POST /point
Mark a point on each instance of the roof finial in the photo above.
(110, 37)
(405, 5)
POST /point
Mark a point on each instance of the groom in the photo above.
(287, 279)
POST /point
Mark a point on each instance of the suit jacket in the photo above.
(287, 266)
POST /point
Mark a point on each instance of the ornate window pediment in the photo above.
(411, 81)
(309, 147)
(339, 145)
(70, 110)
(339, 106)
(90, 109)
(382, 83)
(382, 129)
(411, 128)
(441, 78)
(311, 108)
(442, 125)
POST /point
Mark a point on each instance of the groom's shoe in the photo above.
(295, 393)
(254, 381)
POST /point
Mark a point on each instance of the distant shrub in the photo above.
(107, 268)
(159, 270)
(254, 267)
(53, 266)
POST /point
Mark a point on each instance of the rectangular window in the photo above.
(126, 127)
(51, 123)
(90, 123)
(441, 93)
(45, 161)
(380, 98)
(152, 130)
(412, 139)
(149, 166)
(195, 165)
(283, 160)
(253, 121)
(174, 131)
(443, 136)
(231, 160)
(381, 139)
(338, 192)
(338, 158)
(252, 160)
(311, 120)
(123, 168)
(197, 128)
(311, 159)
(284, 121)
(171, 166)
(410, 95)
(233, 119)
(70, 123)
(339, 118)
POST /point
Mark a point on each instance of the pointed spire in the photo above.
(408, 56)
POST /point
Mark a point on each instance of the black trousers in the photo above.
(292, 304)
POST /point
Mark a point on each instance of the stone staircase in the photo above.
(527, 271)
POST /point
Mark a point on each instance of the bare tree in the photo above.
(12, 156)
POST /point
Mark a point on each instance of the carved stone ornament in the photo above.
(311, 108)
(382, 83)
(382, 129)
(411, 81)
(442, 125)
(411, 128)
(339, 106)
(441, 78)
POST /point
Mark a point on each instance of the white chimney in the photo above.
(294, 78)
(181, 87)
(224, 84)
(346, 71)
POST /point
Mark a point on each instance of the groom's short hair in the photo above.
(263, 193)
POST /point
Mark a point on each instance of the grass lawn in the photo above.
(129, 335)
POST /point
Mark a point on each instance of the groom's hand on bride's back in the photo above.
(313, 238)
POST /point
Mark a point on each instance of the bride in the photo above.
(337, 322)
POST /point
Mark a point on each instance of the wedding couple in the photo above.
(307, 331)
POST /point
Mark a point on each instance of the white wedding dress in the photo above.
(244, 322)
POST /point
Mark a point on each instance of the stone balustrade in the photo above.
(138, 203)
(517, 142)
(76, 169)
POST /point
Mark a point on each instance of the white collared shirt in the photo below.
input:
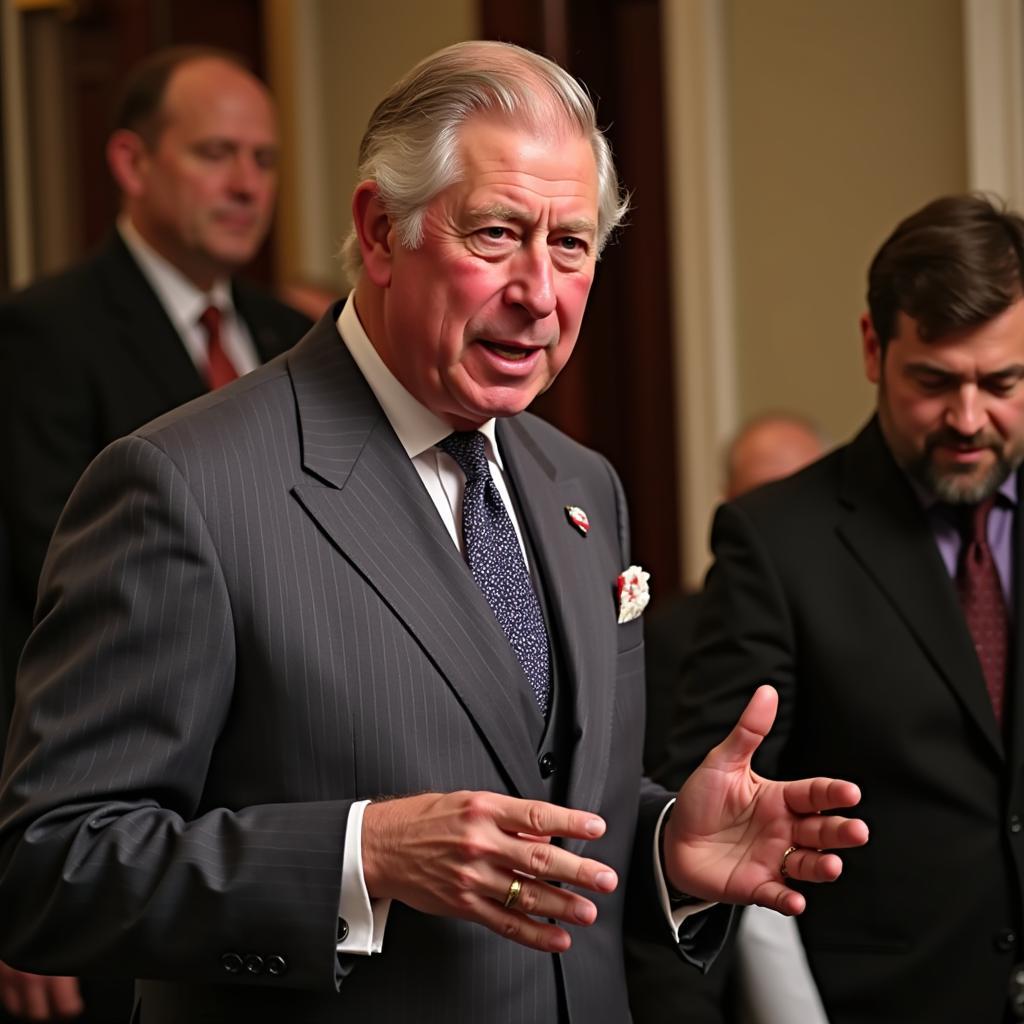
(419, 430)
(184, 303)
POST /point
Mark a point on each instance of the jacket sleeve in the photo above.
(110, 860)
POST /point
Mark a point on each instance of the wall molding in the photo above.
(702, 270)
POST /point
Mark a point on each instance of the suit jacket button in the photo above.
(254, 964)
(231, 963)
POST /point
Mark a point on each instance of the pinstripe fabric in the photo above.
(252, 616)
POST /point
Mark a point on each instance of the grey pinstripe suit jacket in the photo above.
(252, 615)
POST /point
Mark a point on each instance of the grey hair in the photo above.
(411, 146)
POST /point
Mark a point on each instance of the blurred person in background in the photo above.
(767, 448)
(154, 317)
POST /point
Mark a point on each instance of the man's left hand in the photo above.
(729, 830)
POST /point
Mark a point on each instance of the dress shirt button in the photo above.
(231, 963)
(254, 964)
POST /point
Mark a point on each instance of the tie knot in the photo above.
(210, 320)
(466, 446)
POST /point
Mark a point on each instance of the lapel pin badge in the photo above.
(634, 593)
(578, 519)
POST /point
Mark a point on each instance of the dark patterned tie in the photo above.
(984, 607)
(496, 560)
(219, 370)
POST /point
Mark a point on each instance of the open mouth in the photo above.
(513, 352)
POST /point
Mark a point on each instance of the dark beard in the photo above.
(961, 488)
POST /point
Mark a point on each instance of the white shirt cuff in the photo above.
(674, 915)
(366, 918)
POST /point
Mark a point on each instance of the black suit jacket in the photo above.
(829, 586)
(86, 357)
(253, 615)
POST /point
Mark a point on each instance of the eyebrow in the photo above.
(1011, 370)
(500, 211)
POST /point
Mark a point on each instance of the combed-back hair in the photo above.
(411, 146)
(955, 263)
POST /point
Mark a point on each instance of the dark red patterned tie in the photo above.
(984, 607)
(219, 370)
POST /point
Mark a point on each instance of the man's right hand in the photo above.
(457, 854)
(38, 996)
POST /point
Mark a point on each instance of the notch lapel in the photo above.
(887, 530)
(371, 503)
(581, 603)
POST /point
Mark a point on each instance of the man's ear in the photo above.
(375, 231)
(871, 349)
(126, 157)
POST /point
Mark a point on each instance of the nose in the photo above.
(247, 176)
(532, 283)
(966, 413)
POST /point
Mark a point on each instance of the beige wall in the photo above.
(845, 117)
(329, 67)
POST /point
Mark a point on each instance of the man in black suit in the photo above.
(351, 648)
(96, 351)
(879, 590)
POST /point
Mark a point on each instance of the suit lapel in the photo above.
(142, 327)
(370, 501)
(888, 532)
(580, 601)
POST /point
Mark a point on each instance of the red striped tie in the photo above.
(219, 370)
(984, 607)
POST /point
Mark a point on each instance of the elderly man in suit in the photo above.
(880, 591)
(334, 709)
(152, 320)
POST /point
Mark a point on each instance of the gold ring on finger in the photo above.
(512, 896)
(785, 856)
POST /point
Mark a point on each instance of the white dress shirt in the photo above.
(184, 303)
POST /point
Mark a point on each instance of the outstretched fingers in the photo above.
(808, 796)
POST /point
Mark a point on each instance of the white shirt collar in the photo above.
(418, 428)
(180, 298)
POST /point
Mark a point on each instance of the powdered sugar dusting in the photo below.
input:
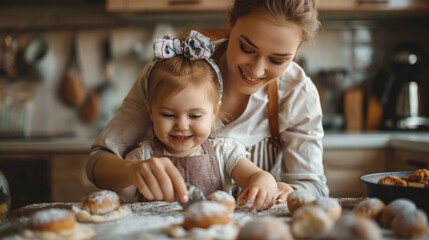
(49, 215)
(301, 195)
(103, 195)
(221, 196)
(204, 209)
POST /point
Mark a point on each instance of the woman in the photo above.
(264, 36)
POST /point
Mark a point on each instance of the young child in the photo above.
(183, 96)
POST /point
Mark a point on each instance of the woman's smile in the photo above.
(249, 80)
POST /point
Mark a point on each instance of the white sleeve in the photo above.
(302, 164)
(143, 152)
(228, 152)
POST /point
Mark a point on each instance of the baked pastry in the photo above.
(370, 207)
(56, 223)
(101, 202)
(224, 198)
(330, 205)
(310, 221)
(265, 228)
(298, 198)
(101, 206)
(419, 175)
(410, 224)
(393, 181)
(393, 209)
(352, 226)
(204, 214)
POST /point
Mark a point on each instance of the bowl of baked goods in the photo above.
(389, 186)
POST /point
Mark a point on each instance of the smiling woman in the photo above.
(263, 37)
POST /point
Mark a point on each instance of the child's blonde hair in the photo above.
(169, 76)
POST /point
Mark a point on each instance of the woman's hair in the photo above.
(168, 77)
(301, 12)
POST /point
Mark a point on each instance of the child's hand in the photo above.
(158, 179)
(261, 193)
(284, 190)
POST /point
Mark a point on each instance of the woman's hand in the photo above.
(260, 193)
(284, 190)
(157, 179)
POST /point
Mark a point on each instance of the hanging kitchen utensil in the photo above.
(95, 107)
(71, 89)
(90, 110)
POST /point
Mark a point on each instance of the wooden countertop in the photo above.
(148, 220)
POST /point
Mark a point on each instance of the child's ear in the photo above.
(148, 109)
(216, 110)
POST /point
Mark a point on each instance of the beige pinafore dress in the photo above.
(200, 171)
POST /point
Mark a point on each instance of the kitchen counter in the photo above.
(150, 220)
(332, 140)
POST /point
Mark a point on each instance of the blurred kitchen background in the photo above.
(66, 65)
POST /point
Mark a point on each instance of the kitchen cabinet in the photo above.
(406, 160)
(324, 6)
(373, 5)
(36, 177)
(344, 167)
(68, 177)
(168, 5)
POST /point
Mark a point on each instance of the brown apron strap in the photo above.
(273, 113)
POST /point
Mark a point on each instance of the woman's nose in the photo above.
(257, 68)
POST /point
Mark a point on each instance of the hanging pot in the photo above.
(71, 89)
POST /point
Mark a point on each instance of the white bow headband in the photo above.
(195, 46)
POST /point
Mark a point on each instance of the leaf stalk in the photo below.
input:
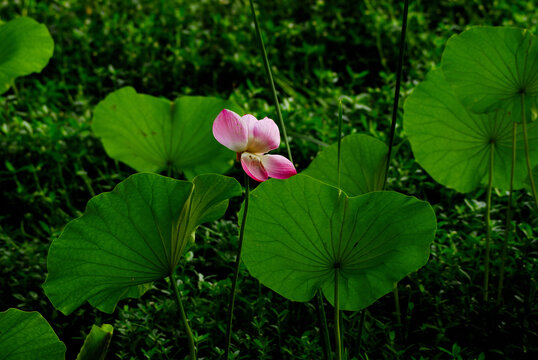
(270, 78)
(236, 272)
(488, 220)
(508, 227)
(192, 348)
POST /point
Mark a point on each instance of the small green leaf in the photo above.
(362, 164)
(130, 237)
(25, 47)
(300, 229)
(96, 343)
(490, 67)
(453, 144)
(152, 134)
(27, 335)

INSTRUCTIONS TO FOLLOW:
Filter the entries down to the lines containing "below". Copy each of those lines.

THE COMPLETED TASK:
Mark a point on each instance of the white collared shirt in the photo below.
Mark a point on each instance of the powdered sugar dusting in the photo below.
Mark a point on each instance of the leaf stalk in the photo below.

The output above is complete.